(DATASET EXTRACT Opens)
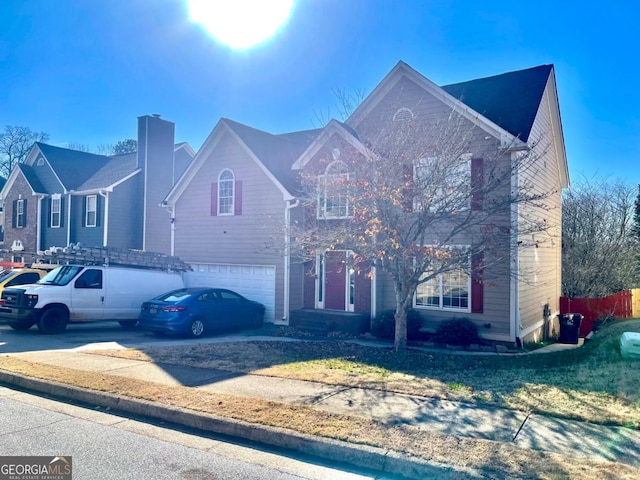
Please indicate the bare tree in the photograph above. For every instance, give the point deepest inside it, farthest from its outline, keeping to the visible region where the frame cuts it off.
(15, 145)
(599, 248)
(416, 204)
(128, 145)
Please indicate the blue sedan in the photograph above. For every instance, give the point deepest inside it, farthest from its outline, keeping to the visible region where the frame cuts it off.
(195, 311)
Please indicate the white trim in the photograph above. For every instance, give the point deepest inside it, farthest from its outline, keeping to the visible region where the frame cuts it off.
(55, 197)
(144, 180)
(108, 188)
(86, 211)
(287, 260)
(233, 193)
(105, 220)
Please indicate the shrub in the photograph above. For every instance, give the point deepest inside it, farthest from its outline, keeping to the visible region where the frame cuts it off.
(384, 325)
(457, 331)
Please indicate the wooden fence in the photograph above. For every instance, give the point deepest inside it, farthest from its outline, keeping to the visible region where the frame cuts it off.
(619, 305)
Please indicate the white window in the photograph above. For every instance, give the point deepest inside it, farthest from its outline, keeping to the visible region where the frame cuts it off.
(226, 193)
(55, 211)
(20, 223)
(333, 192)
(91, 204)
(449, 290)
(442, 183)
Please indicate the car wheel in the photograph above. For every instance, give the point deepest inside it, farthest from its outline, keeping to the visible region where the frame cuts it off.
(53, 320)
(21, 325)
(196, 328)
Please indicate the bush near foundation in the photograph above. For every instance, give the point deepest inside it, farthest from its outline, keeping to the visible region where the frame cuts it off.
(457, 331)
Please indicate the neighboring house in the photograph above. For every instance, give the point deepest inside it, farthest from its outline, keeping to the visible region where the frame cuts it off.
(60, 196)
(240, 192)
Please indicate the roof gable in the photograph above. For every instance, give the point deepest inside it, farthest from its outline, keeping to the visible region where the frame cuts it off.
(334, 127)
(72, 167)
(510, 100)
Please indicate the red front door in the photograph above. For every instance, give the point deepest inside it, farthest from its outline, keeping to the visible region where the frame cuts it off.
(336, 272)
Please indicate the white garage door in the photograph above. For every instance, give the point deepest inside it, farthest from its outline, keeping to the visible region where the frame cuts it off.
(256, 282)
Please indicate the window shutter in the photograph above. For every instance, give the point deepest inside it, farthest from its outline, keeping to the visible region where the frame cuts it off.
(477, 285)
(237, 201)
(477, 183)
(62, 212)
(407, 188)
(214, 199)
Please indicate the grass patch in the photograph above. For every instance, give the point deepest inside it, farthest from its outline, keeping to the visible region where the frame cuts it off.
(591, 383)
(492, 459)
(DATASET EXTRACT Closes)
### WHAT YOU NEED TO DO
Output every entry above verbatim, but leave out the pictures.

### EXERCISE ANSWER
Please indicate the bare tree in the photograph above. For every instance, give the point deepest inside it, farthest from its outline, keeping to the visible region where the frame cuts it off.
(15, 145)
(599, 248)
(416, 204)
(128, 145)
Please indicate the blue sedan in the photograph above. For every instance, give the point deepest inside it, farthest from its outline, keeping to the visible region where the frame cuts it off.
(195, 311)
Please indicate the white trim in the photograph above. For every instance, give the point deepest inside it, farthest from its outline, keeping to the visible region where the frame cuts it off.
(55, 197)
(144, 180)
(108, 188)
(86, 211)
(287, 260)
(233, 193)
(105, 220)
Please indicate the shrub in the photograph above. For every instance, give the point deepest inside it, farthest from its outline, keeping to the visible region where the frame cuts it off.
(384, 325)
(457, 331)
Please indicate the wooden fence in the photograph above. For every instance, give the point deepest inside it, farthest from its outline, keeping to the visible region where the frame cuts it off.
(619, 305)
Please indicate the white window in the photograph above. For every instance, give the point deepest inside it, farthest from its outline, keeping to the visible region where the frame cuts it off.
(226, 193)
(55, 211)
(20, 223)
(333, 192)
(91, 204)
(449, 290)
(442, 183)
Please indicate the car wheel in the photograph above. For every instance, give the point deepest inside it, farthest from its outline, keeping to the visible region where the frame cuts it off.
(53, 320)
(21, 325)
(196, 328)
Please indicate the bush near foundation in the photograph above. For every instance, give the point deepest inside it, farthest from its outline, keeping to the visible region where the frame cuts it off.
(457, 331)
Please indicate the neighboring house in the photograph above. For every instance, give the point deepest inside it, farthest from its outline, keeping to the visible region where the frame cuts it off.
(60, 196)
(240, 192)
Please indicate the roof gable in the photograph above. For every instance, give the point deepest inside it, farthest from its outline, keeping to the visible region where the frame cuts it off.
(334, 127)
(72, 167)
(510, 100)
Please indicate the red front door in the photograph above. For every instance, give the point deepest inside it, farthest from its outline, keeping to the visible region where the frame cuts it off.
(336, 272)
Please indicate the white garage door in the photograph above. For every instance, give the point deepest inside it, farthest from its outline, keeping to the visible region where the frame cuts it off.
(256, 282)
Please indicate the window shutter in the photograph above. For every instance, give the point deepest inside it, farthest from its outline, keeping to the visible region where the frame cuts it off.
(477, 285)
(237, 201)
(477, 183)
(62, 212)
(407, 188)
(214, 199)
Please indicate the grass patch in the photograph above. For every instance, give the point deepest inside it, farthest from its outline, keeping to the visible region where the frame cuts it off.
(591, 383)
(492, 459)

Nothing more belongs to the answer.